:: Trecho da página ::

Rangel Alves da Costa*
Como afirmado no texto anterior, cheguei a Nossa Senhora de Poço Redondo já no sábado escurecido e friento. Sertão caracterizado pelo clima seco e dias calorentos demais, a partir do mês de julho começa o contraste climático: depois do entardecer começa a esfriar tanto que a naftalina dos velhos casacos é sentida em cada proximidade. E assim vai até o mês de setembro.
Como os dias festivos aconteceriam de 13 a 15, esperava apenas encontrar uma rapaziada vivendo momentos de expectativa. Realmente, os comentários sobre as festas dançantes já eram muitos, mas noutro sentido, pois o que mais se ouvia eram as conversas em tom de dúvida, indagações de boca a boca se a festa na praça de eventos iria acontecer ou não.
Naquele sábado a decisão da juíza da comarca proibindo a apresentação das bandas já havia sido tomada, era do conhecimento do prefeito, de sua assessoria jurídica e de algumas pessoas mais influentes, porém não haviam tido o respeito suficiente perante a população e dito logo a verdade. Assim, as indagações e as expectativas continuavam movendo as esperanças dos jovens mais afoitos.
Mas ainda não chegou o momento de relatar com precisão o desenlace dessa situação, envolvendo aspectos como a manutenção da proibição, as medidas recursais tomadas pela assessoria jurídica e a prevalência do bom senso jurídico diante do quadro pintado pela própria administração municipal que, se de um lado levou ao conhecimento do judiciário o estado de calamidade pública em virtude da prolongada estiagem, de outro queria fazer uma festa caríssima na praça de eventos.
Pois bem, a expectativa era tamanha, as conversas eram tantas, e as bebedeiras também, que a juventude nem se dava conta que logo ali pertinho, na igreja da Praça da Matriz, havia celebração de missa. Tive oportunidade de assistir parte da celebração e fiquei maravilhado com o que encontrei no nosso templo dedicado à padroeira Nossa Senhora da Conceição.
Igreja antiga, paróquia pertencente à Diocese de Propriá, do seu púlpito já exercitaram os seus ofícios de fé e de sublime religiosidade pastores como Padre Arthur Passos, Padre Paulo, Padre Gregório, Frei Teodoro e tantos outros de agraciada memória. Inesquecível a Santa Missão, em tempos idos, tendo à frente o hoje louvado e devotado santo sertanejo Frei Damião.

:::
:: Informações fornecidas ::

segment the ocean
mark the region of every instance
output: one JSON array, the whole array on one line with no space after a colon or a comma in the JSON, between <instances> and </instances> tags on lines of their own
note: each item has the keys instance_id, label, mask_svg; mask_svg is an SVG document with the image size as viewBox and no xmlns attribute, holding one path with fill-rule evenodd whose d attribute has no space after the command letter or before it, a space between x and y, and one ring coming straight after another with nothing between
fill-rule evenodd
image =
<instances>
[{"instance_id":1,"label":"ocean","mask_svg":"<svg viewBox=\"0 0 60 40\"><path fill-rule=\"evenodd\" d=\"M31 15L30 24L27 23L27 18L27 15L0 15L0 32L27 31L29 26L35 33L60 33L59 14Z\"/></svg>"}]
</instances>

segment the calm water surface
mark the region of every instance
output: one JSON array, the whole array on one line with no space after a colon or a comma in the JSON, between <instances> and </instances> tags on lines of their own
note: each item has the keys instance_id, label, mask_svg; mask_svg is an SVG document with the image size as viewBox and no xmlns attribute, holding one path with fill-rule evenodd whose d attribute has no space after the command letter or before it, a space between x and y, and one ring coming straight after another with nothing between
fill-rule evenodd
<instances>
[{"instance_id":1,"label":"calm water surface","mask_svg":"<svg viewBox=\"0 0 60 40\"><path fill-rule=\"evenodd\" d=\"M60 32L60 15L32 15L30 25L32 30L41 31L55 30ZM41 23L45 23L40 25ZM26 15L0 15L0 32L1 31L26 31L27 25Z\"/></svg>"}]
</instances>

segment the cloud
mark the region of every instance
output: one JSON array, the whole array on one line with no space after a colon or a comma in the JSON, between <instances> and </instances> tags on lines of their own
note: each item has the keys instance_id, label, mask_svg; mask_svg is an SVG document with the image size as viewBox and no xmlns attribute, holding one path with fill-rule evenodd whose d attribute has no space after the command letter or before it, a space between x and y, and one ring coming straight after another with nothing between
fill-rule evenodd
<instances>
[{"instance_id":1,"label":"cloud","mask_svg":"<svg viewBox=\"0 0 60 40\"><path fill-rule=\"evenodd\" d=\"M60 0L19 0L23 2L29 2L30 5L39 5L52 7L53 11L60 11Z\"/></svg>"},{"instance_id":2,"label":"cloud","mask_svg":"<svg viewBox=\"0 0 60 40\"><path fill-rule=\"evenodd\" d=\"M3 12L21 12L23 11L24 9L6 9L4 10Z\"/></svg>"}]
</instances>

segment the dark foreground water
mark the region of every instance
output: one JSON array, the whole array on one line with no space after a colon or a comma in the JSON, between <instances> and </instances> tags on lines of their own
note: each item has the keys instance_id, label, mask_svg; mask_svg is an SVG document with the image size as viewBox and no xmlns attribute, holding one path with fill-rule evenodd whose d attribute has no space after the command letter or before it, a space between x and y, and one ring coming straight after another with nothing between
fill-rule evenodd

:::

Tarefas:
• A. Resuma em duas frases o texto sobre Poço Redondo.
• B. Dê seguimento ao texto sobre Poço Redondo a partir do ponto em que ele termina.
As linhas não são necessárias.

Respostas dos exercícios:
• A. A chegada a Nossa Senhora de Poço Redondo se dá num sábado frio, antes das festas de 13 a 15, quando os jovens ainda se perguntavam se a festa na praça de eventos iria acontecer, embora a juíza da comarca já tivesse proibido a apresentação das bandas sem que a população fosse informada. Enquanto a juventude se ocupava de conversas e bebedeiras, havia missa na antiga igreja da Praça da Matriz, dedicada a Nossa Senhora da Conceição e ligada à Diocese de Propriá, onde já pregaram vários padres e onde ocorreu a Santa Missão conduzida por Frei Damião.

• B.
Naquele sábado Frei Teodoro estava por lá, co-celebrando missa como convidado do mais novo pároco, o Padre Fabiano. Este, um jovem com olhos de cristão revolucionário e sonhador com as benesses divinas para o seu rebanho tão sofrido. Que o bom rapaz seja abençoado por Deus e não procure fazer do púlpito um palanque político, como outro vergonhosa e indignamente fez, cometendo o pecado dos pecados e que não deixará de receber o merecido castigo.
Juro que da missa ouvi pouco, vez que desde muito consegui construir um templo próprio no meu coração, e onde ressoa a voz de meu Deus, ouço a voz dos santos aos quais me devoto, compartilho do voo dos anjos e entidades celestiais. Mas na verdade, a beleza que está a igreja faz com que nossos olhos viagem sem parar diante daquela nova realidade, daquele sublime e cativante cenário paroquial.
O prédio é o mesmo e no mesmo local, só que foi ampliado lateralmente e teve sua arquitetura interior modificada. O que era antes um espaço modesto, um tanto austero demais, acabou recebendo novas formas que lhe permitiram uma leveza incomparável. Logo atrás da mesa das celebrações uma parede entrecortada por duas linhas semicirculares e uma cavidade onde está colocada a Cruz do Senhor. À noite, com as luzes acesas, as linhas azuladas sobressaem ao fundo, cortando a parede e ladeando a cruz, proporcionando um efeito magistral.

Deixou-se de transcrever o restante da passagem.